• [EXERCISE BRIEF] Quote the article about the elevator romance word for word. Begin at the words "The next day, she" and stop after "today's Match.com generation.".

All they remember is that they were on an elevator. But what do the details matter now?
A year ago, Bill Miller saw her standing there and was dazzled by her beauty. He asked her name and she told him: Jeanne Hamilton. He dropped her a smooth line.
"Sounds like a movie actress," he said, grinning like the Cheshire cat. She got off the elevator at Sunrise Senior Living-Brighton Gardens Assisted Living of Pikesville, flushed, intrigued.
The next day, she saw him again, and on an impulse, blew him a kiss. They've been inseparable ever since.
It's a classic tale of boy-meets-girl. Except in this case, the boy is 99 and the girl is 84.
"It was love at first sight, actually," said Miller, just after a gallant show of kissing Hamilton's small hand, which he will hold at a Valentine's Day dance at the center today.
"We're lucky," Hamilton said.
Experts say it takes more than luck to find love late in life, or to keep the fires burning well into the senior years. With more Americans living longer, tales of long-term love and late-blooming romances offer lessons to today's Match.com generation.

• [THE DATA]
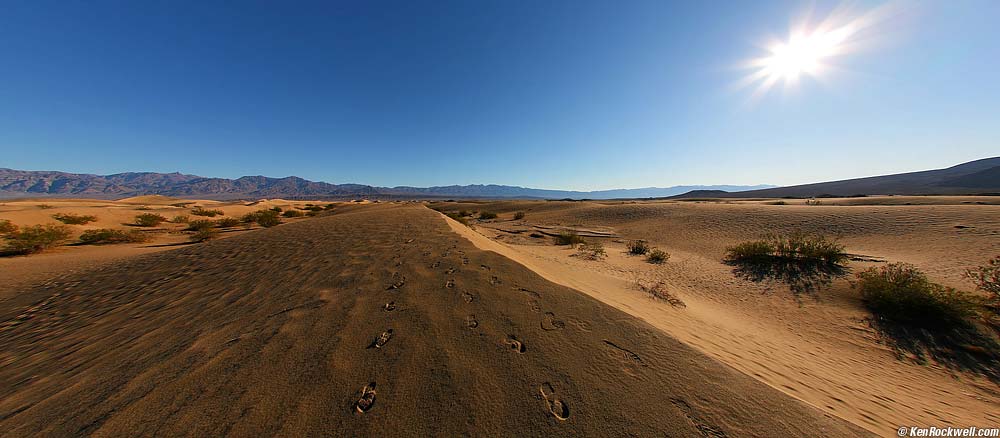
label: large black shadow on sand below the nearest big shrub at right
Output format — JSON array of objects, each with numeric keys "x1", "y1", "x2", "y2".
[{"x1": 868, "y1": 317, "x2": 1000, "y2": 384}]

• [OUTPUT OF THE EXERCISE]
The next day, she saw him again, and on an impulse, blew him a kiss. They've been inseparable ever since.
It's a classic tale of boy-meets-girl. Except in this case, the boy is 99 and the girl is 84.
"It was love at first sight, actually," said Miller, just after a gallant show of kissing Hamilton's small hand, which he will hold at a Valentine's Day dance at the center today.
"We're lucky," Hamilton said.
Experts say it takes more than luck to find love late in life, or to keep the fires burning well into the senior years. With more Americans living longer, tales of long-term love and late-blooming romances offer lessons to today's Match.com generation.